• **The task**
Starting with the line that contains "Flag each upper", reproduce each line through the end of the listing below, with no other output.

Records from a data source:

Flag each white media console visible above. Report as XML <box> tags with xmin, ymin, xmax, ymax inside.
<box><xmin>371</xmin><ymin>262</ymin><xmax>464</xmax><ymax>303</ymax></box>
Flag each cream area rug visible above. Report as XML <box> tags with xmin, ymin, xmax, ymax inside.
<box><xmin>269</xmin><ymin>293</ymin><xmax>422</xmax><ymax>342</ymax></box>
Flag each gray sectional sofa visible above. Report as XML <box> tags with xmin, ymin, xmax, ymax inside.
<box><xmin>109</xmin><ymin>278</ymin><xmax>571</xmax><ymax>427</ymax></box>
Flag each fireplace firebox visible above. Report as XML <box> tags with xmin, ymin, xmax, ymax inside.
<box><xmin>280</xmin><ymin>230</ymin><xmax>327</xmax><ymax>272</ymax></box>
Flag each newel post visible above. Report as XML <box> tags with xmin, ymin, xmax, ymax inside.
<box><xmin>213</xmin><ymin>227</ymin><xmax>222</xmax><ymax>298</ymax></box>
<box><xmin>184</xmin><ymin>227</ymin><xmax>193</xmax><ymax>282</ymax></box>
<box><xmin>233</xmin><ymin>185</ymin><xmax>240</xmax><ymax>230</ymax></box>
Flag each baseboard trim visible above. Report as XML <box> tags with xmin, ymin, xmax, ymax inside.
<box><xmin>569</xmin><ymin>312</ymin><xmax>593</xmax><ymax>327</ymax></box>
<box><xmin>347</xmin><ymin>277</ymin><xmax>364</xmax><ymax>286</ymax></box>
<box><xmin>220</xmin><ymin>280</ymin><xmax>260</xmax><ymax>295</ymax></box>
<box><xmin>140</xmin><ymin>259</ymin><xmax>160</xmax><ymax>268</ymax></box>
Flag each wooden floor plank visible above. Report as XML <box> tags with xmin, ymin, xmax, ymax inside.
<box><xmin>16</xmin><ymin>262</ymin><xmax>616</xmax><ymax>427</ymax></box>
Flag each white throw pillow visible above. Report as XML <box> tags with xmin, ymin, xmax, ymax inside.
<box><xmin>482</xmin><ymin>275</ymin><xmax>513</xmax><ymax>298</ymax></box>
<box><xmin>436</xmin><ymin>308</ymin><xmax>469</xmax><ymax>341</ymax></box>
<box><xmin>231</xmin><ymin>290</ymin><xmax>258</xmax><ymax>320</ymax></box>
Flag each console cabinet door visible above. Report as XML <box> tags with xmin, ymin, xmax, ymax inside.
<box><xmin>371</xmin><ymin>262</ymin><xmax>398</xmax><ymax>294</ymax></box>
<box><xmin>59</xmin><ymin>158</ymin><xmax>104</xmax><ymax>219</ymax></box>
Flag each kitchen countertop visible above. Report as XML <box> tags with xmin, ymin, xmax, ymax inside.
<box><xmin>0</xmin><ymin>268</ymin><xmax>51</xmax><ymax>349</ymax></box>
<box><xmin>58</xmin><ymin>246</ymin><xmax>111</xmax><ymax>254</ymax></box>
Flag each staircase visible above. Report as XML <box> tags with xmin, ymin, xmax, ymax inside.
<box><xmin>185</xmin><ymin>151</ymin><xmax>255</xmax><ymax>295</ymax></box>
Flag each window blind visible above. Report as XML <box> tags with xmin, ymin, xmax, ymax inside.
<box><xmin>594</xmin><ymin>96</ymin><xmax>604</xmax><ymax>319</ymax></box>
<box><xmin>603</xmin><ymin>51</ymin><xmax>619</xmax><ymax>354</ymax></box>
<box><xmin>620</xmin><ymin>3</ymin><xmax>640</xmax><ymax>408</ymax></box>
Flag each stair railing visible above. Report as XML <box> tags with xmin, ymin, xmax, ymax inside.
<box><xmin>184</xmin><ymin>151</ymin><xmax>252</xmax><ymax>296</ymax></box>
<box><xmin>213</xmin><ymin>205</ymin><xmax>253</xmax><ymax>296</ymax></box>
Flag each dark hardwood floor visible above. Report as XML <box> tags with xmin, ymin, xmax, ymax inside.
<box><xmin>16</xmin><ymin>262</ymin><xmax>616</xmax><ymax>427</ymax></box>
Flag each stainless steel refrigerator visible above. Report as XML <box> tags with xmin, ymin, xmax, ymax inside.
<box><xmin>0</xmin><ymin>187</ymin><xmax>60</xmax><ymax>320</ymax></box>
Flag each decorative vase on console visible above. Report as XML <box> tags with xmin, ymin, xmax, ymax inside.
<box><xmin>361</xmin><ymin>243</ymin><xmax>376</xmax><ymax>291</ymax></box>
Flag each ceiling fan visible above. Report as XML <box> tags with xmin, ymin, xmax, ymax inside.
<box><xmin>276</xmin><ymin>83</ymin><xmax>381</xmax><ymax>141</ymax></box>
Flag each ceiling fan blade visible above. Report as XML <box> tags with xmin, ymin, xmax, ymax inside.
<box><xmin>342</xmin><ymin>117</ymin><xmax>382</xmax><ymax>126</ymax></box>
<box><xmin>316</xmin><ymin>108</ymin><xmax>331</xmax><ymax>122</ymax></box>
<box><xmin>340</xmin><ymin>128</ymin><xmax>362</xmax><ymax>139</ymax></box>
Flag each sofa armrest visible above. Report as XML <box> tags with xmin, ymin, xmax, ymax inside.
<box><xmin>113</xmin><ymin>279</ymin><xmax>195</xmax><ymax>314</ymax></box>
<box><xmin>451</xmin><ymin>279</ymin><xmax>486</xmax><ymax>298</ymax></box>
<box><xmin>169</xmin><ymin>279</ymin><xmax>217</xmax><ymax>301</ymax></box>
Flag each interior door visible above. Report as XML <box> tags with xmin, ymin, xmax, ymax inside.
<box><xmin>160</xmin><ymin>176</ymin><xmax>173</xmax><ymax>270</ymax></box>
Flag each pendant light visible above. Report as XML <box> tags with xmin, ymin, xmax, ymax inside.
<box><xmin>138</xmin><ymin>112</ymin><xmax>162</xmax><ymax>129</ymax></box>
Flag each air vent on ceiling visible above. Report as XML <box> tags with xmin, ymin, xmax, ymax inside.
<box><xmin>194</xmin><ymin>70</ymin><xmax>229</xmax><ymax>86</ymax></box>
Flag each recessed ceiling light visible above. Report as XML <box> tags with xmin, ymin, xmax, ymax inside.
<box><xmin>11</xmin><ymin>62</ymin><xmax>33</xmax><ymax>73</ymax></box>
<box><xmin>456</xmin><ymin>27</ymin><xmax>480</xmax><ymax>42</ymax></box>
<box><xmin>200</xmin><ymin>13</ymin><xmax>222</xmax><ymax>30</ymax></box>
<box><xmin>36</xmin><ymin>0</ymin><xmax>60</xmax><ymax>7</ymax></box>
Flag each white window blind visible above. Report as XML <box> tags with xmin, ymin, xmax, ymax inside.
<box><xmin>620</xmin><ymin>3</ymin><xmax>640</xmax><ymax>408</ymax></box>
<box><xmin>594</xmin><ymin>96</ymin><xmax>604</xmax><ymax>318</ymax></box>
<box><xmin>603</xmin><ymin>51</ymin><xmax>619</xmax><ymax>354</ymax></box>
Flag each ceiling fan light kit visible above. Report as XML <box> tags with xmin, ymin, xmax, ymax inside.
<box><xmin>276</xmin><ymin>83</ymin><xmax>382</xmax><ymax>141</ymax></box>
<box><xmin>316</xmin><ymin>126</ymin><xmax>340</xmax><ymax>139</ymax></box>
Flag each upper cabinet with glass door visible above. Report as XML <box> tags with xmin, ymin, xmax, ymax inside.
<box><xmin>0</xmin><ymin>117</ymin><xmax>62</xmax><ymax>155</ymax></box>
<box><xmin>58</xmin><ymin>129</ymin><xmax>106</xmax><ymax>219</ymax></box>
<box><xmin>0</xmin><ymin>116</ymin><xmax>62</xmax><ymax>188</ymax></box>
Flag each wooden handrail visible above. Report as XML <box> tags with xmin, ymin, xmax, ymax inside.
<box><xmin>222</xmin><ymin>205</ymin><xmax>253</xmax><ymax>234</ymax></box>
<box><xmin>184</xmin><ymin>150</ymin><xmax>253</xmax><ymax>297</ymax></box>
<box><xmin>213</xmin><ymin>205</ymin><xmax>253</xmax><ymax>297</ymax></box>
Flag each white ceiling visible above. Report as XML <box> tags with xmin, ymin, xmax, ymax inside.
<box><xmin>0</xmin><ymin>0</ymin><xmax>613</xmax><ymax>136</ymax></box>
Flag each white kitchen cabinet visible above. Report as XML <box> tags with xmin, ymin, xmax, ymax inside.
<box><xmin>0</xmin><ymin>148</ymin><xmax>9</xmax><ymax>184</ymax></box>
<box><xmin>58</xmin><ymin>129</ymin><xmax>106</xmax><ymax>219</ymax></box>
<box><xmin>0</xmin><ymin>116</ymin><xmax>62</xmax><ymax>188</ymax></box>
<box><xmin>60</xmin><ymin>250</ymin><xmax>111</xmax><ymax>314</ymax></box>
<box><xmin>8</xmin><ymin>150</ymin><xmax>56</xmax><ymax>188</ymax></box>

• **Expected answer**
Flag each upper cabinet with glass door visible above. Report as XML <box> tags with xmin, ymin, xmax, ymax inside.
<box><xmin>0</xmin><ymin>117</ymin><xmax>62</xmax><ymax>155</ymax></box>
<box><xmin>58</xmin><ymin>129</ymin><xmax>106</xmax><ymax>219</ymax></box>
<box><xmin>0</xmin><ymin>116</ymin><xmax>62</xmax><ymax>188</ymax></box>
Flag each wooden handrail visible above. Report as XML <box> tags with xmin, ymin, xmax, ymax inside.
<box><xmin>222</xmin><ymin>205</ymin><xmax>253</xmax><ymax>234</ymax></box>
<box><xmin>184</xmin><ymin>150</ymin><xmax>253</xmax><ymax>297</ymax></box>
<box><xmin>213</xmin><ymin>205</ymin><xmax>253</xmax><ymax>297</ymax></box>
Flag each white ceiling visible above. Report as XML <box> tags with xmin, ymin, xmax, ymax inside.
<box><xmin>0</xmin><ymin>0</ymin><xmax>613</xmax><ymax>136</ymax></box>
Flag each white kitchen cabinet visible above. Report as XML <box> tags with xmin, ymin, xmax, ymax inside.
<box><xmin>0</xmin><ymin>148</ymin><xmax>9</xmax><ymax>184</ymax></box>
<box><xmin>58</xmin><ymin>129</ymin><xmax>106</xmax><ymax>219</ymax></box>
<box><xmin>0</xmin><ymin>116</ymin><xmax>62</xmax><ymax>188</ymax></box>
<box><xmin>60</xmin><ymin>250</ymin><xmax>111</xmax><ymax>314</ymax></box>
<box><xmin>8</xmin><ymin>150</ymin><xmax>56</xmax><ymax>188</ymax></box>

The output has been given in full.